• **EXTRACT PROVIDED**:
────────

Given that most hardware uses the same electricity in similar volumes, why is it that both of my laptops have different power supply plugs (one IBM, one Toshiba)? And why is it that my IBM T40 power supply is different than my cube-neighbor’s T60? And why does that same person’s Dell have a different plug than the T40, the T60, or my Toshiba? There’s 5 laptops within a 10ft radius of me right now, each of which requires its own brick with a model-specific plug on one end.
Its equivalent to Honda, Toyota, and Ford each requiring a brand-specific nozzle at a gas station. Same gas, different nozzles. Does that sound like a good idea?

────────

(Stored data entries)
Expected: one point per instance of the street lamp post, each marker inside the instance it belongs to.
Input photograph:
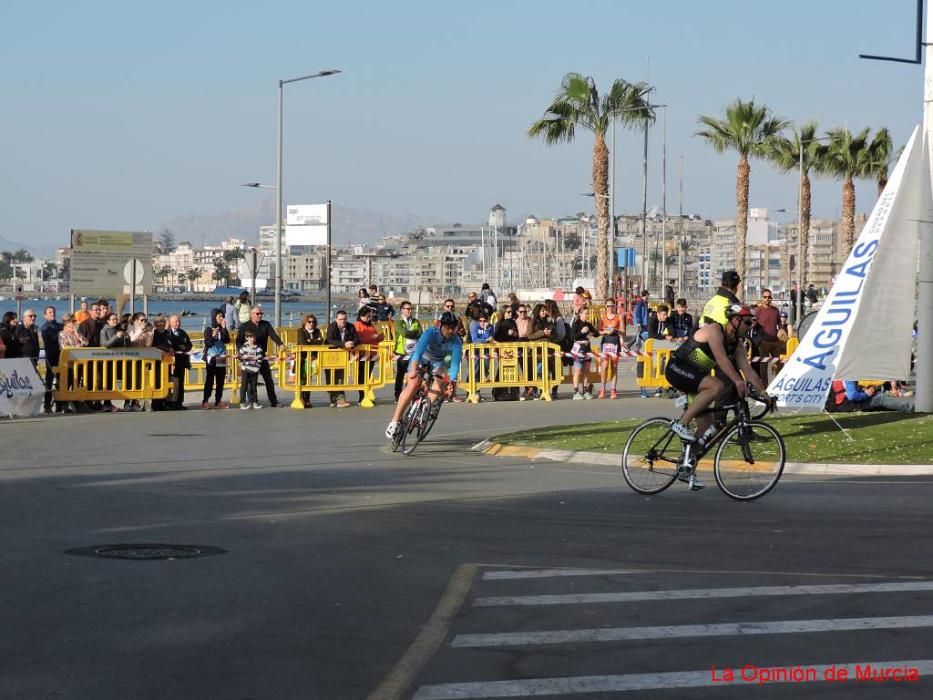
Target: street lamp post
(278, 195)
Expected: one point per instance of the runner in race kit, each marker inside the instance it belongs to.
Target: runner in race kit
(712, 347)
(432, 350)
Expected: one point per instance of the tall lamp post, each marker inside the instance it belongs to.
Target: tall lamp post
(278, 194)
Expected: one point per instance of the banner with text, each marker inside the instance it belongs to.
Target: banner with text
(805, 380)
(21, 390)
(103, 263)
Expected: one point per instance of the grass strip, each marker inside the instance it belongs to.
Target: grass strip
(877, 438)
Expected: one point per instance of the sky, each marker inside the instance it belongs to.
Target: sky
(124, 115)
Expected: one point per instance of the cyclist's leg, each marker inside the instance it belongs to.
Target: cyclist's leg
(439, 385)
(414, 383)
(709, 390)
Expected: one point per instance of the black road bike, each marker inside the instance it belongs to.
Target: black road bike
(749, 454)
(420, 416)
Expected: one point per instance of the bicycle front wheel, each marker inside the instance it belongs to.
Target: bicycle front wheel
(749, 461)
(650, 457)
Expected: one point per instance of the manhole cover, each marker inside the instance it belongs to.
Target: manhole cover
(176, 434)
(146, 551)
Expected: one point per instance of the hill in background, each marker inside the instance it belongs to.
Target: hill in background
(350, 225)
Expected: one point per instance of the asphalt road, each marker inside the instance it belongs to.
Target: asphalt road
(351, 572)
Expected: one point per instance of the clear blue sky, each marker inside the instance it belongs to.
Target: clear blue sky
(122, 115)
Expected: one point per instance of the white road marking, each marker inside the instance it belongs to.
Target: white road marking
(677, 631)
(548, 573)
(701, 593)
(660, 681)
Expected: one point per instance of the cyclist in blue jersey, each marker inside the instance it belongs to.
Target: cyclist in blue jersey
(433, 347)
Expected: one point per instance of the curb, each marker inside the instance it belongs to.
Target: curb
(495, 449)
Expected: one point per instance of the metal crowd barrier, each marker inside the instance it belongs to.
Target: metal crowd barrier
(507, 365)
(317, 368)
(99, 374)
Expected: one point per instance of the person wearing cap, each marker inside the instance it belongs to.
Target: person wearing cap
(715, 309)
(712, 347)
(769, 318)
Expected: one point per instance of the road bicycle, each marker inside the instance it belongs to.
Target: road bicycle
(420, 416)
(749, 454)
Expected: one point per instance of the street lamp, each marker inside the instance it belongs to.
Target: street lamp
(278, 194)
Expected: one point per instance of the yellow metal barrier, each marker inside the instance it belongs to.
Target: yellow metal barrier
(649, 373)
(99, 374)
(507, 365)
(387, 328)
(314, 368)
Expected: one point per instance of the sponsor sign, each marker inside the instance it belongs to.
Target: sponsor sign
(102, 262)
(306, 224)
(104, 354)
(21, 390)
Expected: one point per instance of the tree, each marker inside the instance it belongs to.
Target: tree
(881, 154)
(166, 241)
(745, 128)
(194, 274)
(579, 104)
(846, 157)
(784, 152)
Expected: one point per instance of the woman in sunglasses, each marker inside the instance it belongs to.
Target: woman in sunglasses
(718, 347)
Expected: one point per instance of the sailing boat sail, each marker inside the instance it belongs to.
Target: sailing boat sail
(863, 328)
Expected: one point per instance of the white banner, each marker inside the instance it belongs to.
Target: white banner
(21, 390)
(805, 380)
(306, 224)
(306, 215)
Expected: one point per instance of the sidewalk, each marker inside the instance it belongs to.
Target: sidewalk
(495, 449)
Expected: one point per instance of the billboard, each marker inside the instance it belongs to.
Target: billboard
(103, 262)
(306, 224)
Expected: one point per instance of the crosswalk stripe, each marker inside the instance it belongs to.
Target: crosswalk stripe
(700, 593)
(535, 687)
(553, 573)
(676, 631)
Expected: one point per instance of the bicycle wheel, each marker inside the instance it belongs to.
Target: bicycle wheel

────────

• **WRITTEN PROBLEM 1**: According to the post on laptop power plugs, how many laptops are within a 10ft radius of the writer?
• **WRITTEN PROBLEM 2**: Output the part of the laptop power plug post starting at "Given that most" and ending at "a good idea?".
• **WRITTEN PROBLEM 3**: Go on with the post about laptop power plugs from where it stops.

• **TASK OUTPUT 1**: Five.

• **TASK OUTPUT 2**:
Given that most hardware uses the same electricity in similar volumes, why is it that both of my laptops have different power supply plugs (one IBM, one Toshiba)? And why is it that my IBM T40 power supply is different than my cube-neighbor’s T60? And why does that same person’s Dell have a different plug than the T40, the T60, or my Toshiba? There’s 5 laptops within a 10ft radius of me right now, each of which requires its own brick with a model-specific plug on one end.
Its equivalent to Honda, Toyota, and Ford each requiring a brand-specific nozzle at a gas station. Same gas, different nozzles. Does that sound like a good idea?

• **TASK OUTPUT 3**:
You’d think it would be in the hardware industry’s best interest to standardize power supplies in a few simple form factors (small, medium, large?) as has taken place with USB - for laptops, for peripherals, etc. It should be as simple as “if the plug fits, it works.” It would let me charge my laptop off my wife’s adapter at home. It would have prevented the frying of that terabyte drive. It would reduce the number of bricks, cables, and adapters that one must travel with. It would open up the aftermarket, in the way the iPod universal plug has for Apple accessories. And, it would help manufacturers focus on adding value to their products - not spending budget on plugs and bricks.
Basically it looks like all upside to me.
So - the question manufacturers should be asking is where they deliver value to consumers; the answer is not via power cable - that’s just for delivering electricity.